Directive 1 -
Answer these questions from the news passage on Boeing 787 battery problems.
(a) At which airport was the 787 parked when the Jan. 7 battery fire occurred?
(b) About how many times did ANA say it had replaced batteries on its 787 aircraft?
(c) How many Boeing 787s in use around the world remain grounded?
Directive 2 -
Show each line of the records that contains the string "short". Matching is case-sensitive.

Document passage -
National Transportation Safety Board spokesman Peter Knudson said the agency made the request after recently becoming aware of battery problems at ANA that occurred before a Jan. 7 battery fire in a 787 parked at Boston's Logan International Airport. Boeing has already collected some of the information, he said.
ANA said it had replaced batteries on its 787 aircraft some 10 times because they failed to charge properly or showed other problems, and informed Boeing about the swaps. Japan Airlines also said it had replaced 787 batteries. It described the number involved as a few but couldn't immediately give further details.
All 50 of the Boeing 787s in use around the world remain grounded after an ANA flight on Jan. 16 made an emergency landing in Japan when its main battery overheated.
Lithium-ion batteries are prone to overheating and require additional safeguards to prevent fires. However, ANA spokeswoman Megumi Tezuka said the airline was not required to report the battery replacements to Japan's Transport Ministry because they did not interfere with flights and did not raise safety concerns.
Having to replace batteries on aircraft is not uncommon and was not considered out of the ordinary, she said.

Some records:
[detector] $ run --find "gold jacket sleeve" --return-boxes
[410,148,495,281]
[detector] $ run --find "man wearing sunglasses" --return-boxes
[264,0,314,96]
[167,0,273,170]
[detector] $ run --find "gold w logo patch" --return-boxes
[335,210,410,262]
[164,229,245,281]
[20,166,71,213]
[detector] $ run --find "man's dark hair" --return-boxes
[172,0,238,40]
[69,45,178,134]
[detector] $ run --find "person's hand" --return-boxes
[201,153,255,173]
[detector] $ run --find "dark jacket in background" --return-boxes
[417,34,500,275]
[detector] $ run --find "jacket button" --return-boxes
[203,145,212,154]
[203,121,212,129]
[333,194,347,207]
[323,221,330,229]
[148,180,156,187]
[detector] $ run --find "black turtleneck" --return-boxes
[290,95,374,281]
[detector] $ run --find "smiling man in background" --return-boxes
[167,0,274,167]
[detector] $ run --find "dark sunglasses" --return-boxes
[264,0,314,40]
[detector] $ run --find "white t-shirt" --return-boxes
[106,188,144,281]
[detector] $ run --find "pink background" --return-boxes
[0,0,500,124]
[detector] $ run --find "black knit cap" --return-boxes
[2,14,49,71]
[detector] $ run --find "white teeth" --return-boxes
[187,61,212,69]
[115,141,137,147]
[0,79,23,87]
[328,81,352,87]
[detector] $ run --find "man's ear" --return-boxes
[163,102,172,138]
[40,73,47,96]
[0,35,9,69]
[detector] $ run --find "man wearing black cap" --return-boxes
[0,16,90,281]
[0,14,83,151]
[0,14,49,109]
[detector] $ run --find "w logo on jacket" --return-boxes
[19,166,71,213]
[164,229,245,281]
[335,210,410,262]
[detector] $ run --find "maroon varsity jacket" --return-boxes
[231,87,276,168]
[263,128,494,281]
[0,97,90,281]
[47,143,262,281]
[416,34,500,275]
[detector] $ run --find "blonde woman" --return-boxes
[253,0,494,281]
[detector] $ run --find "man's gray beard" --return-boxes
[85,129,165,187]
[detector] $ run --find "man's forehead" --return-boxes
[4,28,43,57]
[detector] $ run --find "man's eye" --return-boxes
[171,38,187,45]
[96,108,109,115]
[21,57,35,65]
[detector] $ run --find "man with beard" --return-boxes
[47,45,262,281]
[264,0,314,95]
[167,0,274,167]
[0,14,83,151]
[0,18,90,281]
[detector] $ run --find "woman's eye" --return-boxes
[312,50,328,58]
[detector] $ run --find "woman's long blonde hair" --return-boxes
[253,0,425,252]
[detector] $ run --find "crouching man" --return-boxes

...

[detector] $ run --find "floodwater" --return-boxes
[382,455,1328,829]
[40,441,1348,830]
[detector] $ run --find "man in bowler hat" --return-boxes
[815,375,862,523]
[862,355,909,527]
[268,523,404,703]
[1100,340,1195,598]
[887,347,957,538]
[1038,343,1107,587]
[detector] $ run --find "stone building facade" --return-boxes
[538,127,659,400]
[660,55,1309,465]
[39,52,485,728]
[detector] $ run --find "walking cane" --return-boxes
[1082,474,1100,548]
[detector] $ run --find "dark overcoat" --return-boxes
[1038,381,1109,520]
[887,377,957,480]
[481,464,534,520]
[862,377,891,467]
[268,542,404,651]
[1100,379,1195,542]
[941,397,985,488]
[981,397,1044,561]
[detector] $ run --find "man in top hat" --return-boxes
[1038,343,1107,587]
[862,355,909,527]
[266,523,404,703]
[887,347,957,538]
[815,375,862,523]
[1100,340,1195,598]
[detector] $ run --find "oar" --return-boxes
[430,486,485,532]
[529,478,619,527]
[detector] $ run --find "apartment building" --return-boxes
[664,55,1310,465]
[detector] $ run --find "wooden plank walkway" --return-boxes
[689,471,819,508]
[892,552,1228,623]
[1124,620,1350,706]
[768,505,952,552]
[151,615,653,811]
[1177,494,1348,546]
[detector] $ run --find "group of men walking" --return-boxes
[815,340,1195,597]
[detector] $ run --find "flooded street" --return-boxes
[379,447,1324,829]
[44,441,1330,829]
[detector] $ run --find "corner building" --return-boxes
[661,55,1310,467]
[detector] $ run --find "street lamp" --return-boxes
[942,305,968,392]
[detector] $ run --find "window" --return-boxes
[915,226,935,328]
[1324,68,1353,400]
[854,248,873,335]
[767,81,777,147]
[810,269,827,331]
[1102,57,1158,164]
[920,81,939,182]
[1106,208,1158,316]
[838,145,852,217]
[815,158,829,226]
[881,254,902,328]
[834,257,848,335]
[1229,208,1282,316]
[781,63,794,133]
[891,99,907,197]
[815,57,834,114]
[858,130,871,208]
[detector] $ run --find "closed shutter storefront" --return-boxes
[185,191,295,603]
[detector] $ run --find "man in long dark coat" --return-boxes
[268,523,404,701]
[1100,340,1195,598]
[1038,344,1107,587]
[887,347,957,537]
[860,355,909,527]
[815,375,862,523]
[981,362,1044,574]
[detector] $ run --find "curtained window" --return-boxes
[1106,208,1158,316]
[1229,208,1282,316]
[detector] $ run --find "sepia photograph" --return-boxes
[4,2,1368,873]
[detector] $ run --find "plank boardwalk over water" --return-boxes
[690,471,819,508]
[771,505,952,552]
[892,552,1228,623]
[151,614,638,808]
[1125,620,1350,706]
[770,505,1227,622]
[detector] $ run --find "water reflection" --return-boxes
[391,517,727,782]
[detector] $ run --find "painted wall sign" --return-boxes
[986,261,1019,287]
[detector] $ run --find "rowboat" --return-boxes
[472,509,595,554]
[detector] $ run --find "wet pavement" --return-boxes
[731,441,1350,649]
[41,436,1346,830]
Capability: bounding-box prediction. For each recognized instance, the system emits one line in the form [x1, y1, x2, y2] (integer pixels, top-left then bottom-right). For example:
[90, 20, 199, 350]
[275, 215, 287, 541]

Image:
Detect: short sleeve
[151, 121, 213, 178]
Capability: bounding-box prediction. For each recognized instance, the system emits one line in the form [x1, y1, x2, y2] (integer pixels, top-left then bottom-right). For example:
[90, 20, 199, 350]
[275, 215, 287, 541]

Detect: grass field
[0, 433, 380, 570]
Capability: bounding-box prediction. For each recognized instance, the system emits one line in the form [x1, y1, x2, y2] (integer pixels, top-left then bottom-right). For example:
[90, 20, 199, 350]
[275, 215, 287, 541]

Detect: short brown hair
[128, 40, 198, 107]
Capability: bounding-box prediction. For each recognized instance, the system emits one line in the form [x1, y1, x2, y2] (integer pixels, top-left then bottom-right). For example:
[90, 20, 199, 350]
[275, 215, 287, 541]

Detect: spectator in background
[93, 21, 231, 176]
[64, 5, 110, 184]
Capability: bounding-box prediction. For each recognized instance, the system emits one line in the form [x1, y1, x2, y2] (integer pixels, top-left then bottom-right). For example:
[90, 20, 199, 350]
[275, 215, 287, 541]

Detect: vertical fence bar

Response 1 -
(a) Boston's Logan International Airport
(b) Some 10 times
(c) All 50

Response 2 -
Detect: short sleeve
Detect: short brown hair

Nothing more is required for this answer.